TASK REQUIREMENTS: Please quote all of the lines below word for word, leaving nothing out.

[Data listing]
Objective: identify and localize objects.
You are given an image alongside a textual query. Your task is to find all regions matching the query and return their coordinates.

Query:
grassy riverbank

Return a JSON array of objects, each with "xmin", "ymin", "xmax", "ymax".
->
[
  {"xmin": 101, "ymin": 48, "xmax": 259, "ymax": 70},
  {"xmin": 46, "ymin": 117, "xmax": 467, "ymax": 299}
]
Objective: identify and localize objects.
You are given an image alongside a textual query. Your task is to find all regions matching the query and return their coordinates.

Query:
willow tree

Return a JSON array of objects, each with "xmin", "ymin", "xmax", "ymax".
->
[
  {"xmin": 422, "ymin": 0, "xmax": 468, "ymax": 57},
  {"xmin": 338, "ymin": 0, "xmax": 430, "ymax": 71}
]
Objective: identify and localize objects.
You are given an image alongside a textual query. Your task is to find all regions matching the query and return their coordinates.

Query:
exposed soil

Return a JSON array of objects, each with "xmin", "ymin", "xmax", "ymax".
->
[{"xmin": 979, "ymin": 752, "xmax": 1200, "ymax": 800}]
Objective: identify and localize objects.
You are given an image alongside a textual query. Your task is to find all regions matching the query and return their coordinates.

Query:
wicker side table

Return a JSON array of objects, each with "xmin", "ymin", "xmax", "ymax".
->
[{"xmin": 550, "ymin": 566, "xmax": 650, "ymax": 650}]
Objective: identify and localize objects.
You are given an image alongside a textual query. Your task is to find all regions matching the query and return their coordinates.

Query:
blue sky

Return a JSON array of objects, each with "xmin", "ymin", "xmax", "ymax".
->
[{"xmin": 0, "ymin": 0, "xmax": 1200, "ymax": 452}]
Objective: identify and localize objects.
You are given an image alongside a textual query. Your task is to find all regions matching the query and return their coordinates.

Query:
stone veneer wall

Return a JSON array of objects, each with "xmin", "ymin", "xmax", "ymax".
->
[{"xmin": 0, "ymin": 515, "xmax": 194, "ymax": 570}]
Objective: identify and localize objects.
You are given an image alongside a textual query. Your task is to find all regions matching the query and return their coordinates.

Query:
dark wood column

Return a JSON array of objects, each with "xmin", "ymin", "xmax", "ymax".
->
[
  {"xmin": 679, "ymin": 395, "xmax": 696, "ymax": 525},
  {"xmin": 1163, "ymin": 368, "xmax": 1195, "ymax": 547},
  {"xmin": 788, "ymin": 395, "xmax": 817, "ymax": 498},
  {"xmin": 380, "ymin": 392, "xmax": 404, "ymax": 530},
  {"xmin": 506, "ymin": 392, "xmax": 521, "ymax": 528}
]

EXERCISE RESULT:
Objective: identify and localize objects.
You are given an image alongside a textual query. Your task is to find all regions matching the query and return their coordinates.

Query:
grassy riverbank

Return a JSON array of objects, each with "xmin", "ymin", "xmax", "ymax".
->
[
  {"xmin": 101, "ymin": 48, "xmax": 259, "ymax": 70},
  {"xmin": 46, "ymin": 117, "xmax": 467, "ymax": 299}
]
Objective: identify and localize objects.
You are given an image alongside a textual query. Your task is to find all regions matching the query and return their coordinates.

Query:
willow tree

Return a JSON array of objects, each with "xmin", "ymin", "xmax", "ymax".
->
[
  {"xmin": 422, "ymin": 0, "xmax": 468, "ymax": 57},
  {"xmin": 338, "ymin": 0, "xmax": 430, "ymax": 71}
]
Objective: identify and localize objects.
You are given an image alongside a textual query. Your task is to find all regions matching the query and return their coordinates.

Query:
exposed soil

Return a JSON array of objects, each with "xmin", "ymin", "xmax", "ymax".
->
[{"xmin": 979, "ymin": 752, "xmax": 1200, "ymax": 800}]
Objective: identify and localize objects.
You are given an image alongside a textual query. Your task is to find all regions matching the query and return their coordinates.

Query:
wicker side table

Return a JSON array of objects, each with "xmin", "ymin", "xmax", "ymax".
->
[{"xmin": 550, "ymin": 566, "xmax": 650, "ymax": 650}]
Objective: identify and localize objects.
You are given an image alongside a textual query. Your task is to find all regions matching the query and return their coordinates.

Query:
blue sky

Return a JSON array of objects, each with "xmin", "ymin", "xmax", "ymax".
->
[{"xmin": 0, "ymin": 0, "xmax": 1200, "ymax": 452}]
Objective: identify and localize objects.
You are given an image alongside a textual query. Your task is to find all regions matching the query and return their coordinates.

Query:
stone veneer wall

Return a JSON array of objects, each with "xmin", "ymin", "xmax", "ymax".
->
[{"xmin": 0, "ymin": 515, "xmax": 194, "ymax": 570}]
Objective: identify and localize objects.
You are given an image alongside a textual query. Your task is to find all regions matching the query and return their coordinates.

Query:
dark wood column

Return a JSON array of objects, each with "xmin", "ymin", "xmax", "ymax".
->
[
  {"xmin": 679, "ymin": 395, "xmax": 696, "ymax": 525},
  {"xmin": 1163, "ymin": 368, "xmax": 1195, "ymax": 547},
  {"xmin": 788, "ymin": 395, "xmax": 817, "ymax": 498},
  {"xmin": 380, "ymin": 392, "xmax": 404, "ymax": 530},
  {"xmin": 506, "ymin": 392, "xmax": 521, "ymax": 528}
]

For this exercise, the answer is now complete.